→ **EXERCISE DESCRIPTION**
Reproduce word for word the lines starting with the one that contains "of the sunset" and going on through the final line of the rows, both included.

→ **PROVIDED INFORMATION**
• • • • •

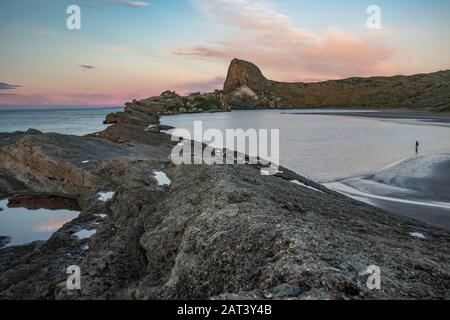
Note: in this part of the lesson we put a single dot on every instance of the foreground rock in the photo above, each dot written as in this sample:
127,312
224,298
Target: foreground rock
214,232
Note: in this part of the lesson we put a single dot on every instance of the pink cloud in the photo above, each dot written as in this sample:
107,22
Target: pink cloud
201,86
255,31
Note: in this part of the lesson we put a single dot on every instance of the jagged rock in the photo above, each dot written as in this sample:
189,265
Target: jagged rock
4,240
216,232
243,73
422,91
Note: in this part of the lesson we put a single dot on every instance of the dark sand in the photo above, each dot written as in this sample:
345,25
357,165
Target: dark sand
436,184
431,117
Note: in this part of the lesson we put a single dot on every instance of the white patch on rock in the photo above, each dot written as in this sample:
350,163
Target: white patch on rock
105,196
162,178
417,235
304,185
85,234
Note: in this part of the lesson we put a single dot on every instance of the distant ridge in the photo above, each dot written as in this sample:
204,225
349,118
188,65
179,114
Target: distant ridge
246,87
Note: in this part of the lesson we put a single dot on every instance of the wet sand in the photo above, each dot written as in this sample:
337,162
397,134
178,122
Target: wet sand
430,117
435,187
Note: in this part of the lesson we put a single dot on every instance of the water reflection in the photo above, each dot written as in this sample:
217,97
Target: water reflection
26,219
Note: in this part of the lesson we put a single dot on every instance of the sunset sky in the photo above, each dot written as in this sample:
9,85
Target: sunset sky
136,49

• • • • •

→ **SOLUTION**
Note: in this part of the lesson we put a single dot on every instance of the sunset sky in the photo above, each dot written as in this sample:
9,85
Target: sunset sky
136,49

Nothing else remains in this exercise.